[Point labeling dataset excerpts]
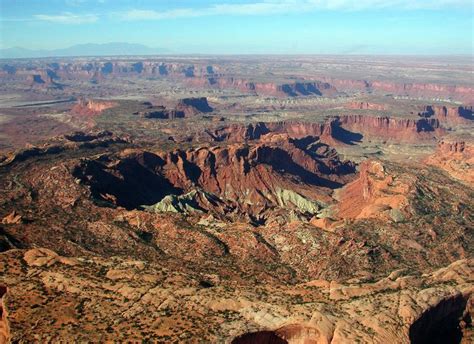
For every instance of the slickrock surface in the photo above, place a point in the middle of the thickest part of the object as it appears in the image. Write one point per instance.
(65, 298)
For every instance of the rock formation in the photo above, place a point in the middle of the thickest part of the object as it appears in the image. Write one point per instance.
(91, 107)
(456, 158)
(249, 179)
(365, 106)
(398, 129)
(186, 107)
(375, 193)
(448, 115)
(4, 326)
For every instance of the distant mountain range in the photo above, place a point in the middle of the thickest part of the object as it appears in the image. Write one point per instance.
(90, 49)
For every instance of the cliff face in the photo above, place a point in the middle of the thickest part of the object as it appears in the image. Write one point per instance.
(462, 93)
(192, 106)
(250, 179)
(4, 326)
(456, 158)
(365, 106)
(186, 107)
(374, 194)
(448, 115)
(254, 131)
(406, 130)
(91, 107)
(337, 131)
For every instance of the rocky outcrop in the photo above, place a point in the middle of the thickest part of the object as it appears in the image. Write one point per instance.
(192, 106)
(456, 158)
(387, 128)
(424, 90)
(401, 307)
(365, 106)
(60, 144)
(161, 112)
(4, 326)
(448, 114)
(42, 80)
(336, 131)
(290, 89)
(246, 179)
(376, 193)
(186, 107)
(91, 107)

▸ **Exercise goal**:
Reproduce every line of the listing above except the pictures, and scale each point coordinate by 1.3, rounding to the nearest whole number with halves rounded up.

▸ **Task answer**:
For every instance of the slickrock surface in the photo above, place a point in the middle of the thickest part of the object as it appears in the image. Write one point per instance.
(85, 387)
For every instance of the rock formation in the photo above, place a point in the middle of the thickest part of the object as it appears in the image. Write one point per instance.
(118, 139)
(593, 205)
(324, 233)
(475, 138)
(517, 168)
(242, 139)
(488, 251)
(582, 150)
(5, 424)
For every instance of the distant mountain range in the photo above, place a point in the middle of the thickest part of the object as it appears in the image. Write one point per instance.
(117, 64)
For every instance of the cliff face in the photo above, place a point in the middle of the thickest part of the object as it appears in the image. Write one point per instance.
(601, 121)
(250, 138)
(325, 233)
(5, 424)
(593, 205)
(475, 138)
(242, 139)
(486, 252)
(582, 150)
(330, 170)
(528, 169)
(118, 139)
(438, 170)
For every instance of the rocky outcrop in the photo above, place a point in the middle of the thickest part of the object as it appears in the image. Write one point per instance.
(250, 138)
(593, 205)
(503, 166)
(551, 117)
(521, 399)
(475, 138)
(78, 187)
(209, 146)
(5, 424)
(582, 148)
(55, 104)
(437, 170)
(377, 116)
(320, 233)
(489, 251)
(242, 139)
(118, 139)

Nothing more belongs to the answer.